## Collection entries:
╔══
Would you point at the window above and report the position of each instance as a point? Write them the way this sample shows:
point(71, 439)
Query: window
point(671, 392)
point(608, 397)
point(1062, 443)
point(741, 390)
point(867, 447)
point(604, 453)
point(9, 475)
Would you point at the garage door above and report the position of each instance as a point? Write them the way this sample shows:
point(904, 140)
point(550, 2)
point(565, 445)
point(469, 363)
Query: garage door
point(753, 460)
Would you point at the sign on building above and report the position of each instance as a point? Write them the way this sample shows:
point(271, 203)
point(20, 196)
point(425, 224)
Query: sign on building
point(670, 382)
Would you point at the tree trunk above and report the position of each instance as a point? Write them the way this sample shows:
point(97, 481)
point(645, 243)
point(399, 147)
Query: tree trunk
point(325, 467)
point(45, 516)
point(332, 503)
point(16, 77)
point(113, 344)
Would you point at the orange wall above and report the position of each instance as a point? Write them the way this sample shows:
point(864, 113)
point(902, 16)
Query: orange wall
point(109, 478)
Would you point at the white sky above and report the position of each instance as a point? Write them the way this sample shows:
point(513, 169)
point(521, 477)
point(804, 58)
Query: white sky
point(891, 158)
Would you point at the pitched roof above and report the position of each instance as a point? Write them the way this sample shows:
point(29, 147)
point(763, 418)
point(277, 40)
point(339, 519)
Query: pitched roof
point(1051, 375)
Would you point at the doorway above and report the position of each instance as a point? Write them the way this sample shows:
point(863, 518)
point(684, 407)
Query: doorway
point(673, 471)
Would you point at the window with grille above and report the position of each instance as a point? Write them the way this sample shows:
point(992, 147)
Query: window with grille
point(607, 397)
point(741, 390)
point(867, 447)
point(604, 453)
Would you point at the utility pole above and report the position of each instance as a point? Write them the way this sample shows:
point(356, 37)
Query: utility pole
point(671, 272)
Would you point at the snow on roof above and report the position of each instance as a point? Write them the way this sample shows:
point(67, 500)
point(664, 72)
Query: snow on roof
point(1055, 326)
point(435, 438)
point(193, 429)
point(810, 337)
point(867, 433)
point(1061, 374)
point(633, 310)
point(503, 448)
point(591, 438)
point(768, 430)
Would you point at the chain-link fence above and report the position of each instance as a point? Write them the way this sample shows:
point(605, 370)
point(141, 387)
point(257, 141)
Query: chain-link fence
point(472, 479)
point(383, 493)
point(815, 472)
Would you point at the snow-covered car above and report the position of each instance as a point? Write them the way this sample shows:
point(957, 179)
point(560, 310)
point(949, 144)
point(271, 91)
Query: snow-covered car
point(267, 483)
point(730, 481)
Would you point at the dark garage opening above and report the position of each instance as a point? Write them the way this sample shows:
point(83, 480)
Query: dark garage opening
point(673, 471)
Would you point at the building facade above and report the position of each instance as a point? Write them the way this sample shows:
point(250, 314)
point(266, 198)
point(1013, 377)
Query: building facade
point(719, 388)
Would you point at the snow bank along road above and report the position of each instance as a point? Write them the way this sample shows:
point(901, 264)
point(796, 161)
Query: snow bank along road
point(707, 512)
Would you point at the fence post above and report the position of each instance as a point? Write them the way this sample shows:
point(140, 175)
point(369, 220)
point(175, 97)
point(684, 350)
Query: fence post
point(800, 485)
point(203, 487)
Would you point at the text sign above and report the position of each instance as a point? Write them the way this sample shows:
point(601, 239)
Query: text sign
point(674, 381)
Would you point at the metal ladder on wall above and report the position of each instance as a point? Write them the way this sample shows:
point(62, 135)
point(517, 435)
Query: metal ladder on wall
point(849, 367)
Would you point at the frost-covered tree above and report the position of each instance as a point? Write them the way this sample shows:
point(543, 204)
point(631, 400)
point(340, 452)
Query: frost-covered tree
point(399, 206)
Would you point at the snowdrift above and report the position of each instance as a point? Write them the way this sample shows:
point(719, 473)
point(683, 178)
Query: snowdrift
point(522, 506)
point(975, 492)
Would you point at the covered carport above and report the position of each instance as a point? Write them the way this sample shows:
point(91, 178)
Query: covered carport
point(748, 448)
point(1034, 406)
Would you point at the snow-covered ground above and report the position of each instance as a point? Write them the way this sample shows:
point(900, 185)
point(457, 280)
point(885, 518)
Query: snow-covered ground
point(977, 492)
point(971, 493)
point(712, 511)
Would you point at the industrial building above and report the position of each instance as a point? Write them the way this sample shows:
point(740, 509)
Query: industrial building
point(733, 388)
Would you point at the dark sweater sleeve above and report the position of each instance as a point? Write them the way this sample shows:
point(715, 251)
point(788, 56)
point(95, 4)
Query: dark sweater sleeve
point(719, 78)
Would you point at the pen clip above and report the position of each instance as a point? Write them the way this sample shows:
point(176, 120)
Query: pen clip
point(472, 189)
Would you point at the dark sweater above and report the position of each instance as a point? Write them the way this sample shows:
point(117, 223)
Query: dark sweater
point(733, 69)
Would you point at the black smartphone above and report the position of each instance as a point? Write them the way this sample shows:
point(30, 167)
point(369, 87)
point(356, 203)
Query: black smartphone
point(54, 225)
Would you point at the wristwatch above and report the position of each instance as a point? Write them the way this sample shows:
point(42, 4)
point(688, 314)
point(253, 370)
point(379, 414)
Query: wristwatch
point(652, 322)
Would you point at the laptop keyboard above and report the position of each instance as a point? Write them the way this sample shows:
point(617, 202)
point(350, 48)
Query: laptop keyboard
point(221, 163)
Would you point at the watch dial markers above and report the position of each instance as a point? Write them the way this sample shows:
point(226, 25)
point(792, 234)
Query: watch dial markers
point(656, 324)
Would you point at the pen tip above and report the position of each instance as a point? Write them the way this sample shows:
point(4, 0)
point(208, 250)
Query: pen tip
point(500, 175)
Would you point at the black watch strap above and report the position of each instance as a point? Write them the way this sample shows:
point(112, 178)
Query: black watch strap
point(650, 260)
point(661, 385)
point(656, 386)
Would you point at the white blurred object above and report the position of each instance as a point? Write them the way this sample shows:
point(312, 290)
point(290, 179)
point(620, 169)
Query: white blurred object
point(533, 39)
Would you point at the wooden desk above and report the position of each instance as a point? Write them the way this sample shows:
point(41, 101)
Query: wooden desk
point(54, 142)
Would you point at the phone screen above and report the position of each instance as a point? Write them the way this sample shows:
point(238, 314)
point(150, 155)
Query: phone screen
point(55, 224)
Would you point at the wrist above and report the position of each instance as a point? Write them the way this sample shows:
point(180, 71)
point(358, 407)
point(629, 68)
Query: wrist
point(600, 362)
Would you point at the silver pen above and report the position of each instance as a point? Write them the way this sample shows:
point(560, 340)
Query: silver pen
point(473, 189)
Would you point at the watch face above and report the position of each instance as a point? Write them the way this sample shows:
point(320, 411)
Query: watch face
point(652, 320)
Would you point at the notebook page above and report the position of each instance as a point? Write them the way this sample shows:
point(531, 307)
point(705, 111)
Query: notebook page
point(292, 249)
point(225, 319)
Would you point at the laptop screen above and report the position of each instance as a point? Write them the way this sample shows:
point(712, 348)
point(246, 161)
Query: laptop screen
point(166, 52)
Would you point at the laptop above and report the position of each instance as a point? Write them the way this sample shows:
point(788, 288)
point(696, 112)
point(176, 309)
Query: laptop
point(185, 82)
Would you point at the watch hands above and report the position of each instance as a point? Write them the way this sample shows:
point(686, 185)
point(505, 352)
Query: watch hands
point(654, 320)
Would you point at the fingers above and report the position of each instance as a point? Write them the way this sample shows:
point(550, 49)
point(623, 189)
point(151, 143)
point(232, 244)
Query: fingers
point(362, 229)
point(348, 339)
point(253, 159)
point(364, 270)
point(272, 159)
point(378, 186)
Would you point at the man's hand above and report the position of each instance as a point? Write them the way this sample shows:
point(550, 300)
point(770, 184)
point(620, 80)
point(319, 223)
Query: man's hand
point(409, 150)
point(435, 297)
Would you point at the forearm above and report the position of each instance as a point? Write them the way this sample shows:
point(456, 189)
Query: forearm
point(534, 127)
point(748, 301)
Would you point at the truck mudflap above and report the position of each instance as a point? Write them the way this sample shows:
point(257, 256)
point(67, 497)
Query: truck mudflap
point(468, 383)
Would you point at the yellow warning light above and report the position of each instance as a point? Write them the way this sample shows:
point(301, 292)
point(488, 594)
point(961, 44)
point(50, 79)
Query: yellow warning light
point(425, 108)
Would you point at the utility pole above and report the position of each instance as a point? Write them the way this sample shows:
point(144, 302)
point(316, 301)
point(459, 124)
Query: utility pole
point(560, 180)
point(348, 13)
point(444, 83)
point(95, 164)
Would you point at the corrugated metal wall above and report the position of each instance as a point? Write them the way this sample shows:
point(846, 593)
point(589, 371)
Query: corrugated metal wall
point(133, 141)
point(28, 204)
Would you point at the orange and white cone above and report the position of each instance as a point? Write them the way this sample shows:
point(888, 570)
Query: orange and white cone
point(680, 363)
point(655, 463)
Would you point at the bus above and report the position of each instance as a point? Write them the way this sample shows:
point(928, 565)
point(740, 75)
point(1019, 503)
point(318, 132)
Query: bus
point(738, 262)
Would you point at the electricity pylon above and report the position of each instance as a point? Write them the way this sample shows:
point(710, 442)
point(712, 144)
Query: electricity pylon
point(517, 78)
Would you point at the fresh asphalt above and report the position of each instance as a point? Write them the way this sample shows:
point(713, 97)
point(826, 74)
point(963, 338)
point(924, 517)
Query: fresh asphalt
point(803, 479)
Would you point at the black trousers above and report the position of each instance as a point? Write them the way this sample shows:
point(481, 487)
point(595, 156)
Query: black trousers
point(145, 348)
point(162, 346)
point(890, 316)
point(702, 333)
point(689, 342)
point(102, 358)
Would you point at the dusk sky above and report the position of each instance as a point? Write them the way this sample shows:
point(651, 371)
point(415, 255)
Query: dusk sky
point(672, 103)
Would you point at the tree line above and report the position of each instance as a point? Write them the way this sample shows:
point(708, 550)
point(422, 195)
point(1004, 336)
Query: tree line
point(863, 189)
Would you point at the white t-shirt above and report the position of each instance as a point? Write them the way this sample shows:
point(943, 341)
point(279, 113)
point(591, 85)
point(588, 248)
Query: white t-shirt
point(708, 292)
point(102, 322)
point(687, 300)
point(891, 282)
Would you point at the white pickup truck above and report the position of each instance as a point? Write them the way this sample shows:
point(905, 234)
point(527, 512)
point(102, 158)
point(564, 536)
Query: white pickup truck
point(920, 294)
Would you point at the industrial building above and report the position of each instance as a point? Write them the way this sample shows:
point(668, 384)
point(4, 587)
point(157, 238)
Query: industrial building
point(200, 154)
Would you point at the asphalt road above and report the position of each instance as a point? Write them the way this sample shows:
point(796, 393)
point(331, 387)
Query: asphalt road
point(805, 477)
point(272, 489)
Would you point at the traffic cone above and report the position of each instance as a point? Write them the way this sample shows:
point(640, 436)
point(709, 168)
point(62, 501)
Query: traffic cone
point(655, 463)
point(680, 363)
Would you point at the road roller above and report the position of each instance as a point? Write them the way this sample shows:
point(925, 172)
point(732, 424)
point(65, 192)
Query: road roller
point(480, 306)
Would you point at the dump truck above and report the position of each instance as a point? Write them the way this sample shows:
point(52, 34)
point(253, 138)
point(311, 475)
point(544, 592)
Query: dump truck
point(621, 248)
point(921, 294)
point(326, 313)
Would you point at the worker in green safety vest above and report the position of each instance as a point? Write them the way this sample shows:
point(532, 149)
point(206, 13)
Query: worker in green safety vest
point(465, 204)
╚══
## To be done:
Reproduce the material from its first line through the line containing "point(109, 478)", swapping "garage door" for "roll-up door" and keeping everything else the same.

## Answer to this exercise:
Would you point at the window above and report the position of each instance as a point? Write them the way this sample shows:
point(71, 439)
Query: window
point(671, 392)
point(608, 397)
point(1062, 443)
point(741, 390)
point(867, 447)
point(604, 453)
point(9, 475)
Would you point at the roll-up door above and report the position of each instance as a point? Write them the way this sample shows:
point(904, 140)
point(550, 2)
point(565, 445)
point(469, 363)
Query: roll-up door
point(753, 460)
Would you point at the sign on building above and report the position of each instance as a point? Write them the way this sample shows:
point(271, 203)
point(20, 196)
point(425, 224)
Query: sign on building
point(670, 382)
Would you point at the tree trunk above and report the position of each instance as a point? Write them the way this sample shows:
point(97, 481)
point(645, 243)
point(399, 147)
Query: tree trunk
point(325, 467)
point(45, 516)
point(332, 503)
point(16, 77)
point(113, 344)
Would you point at the orange wall above and report the position of each instance as a point? Write them the way this sample shows:
point(864, 113)
point(902, 16)
Query: orange wall
point(109, 478)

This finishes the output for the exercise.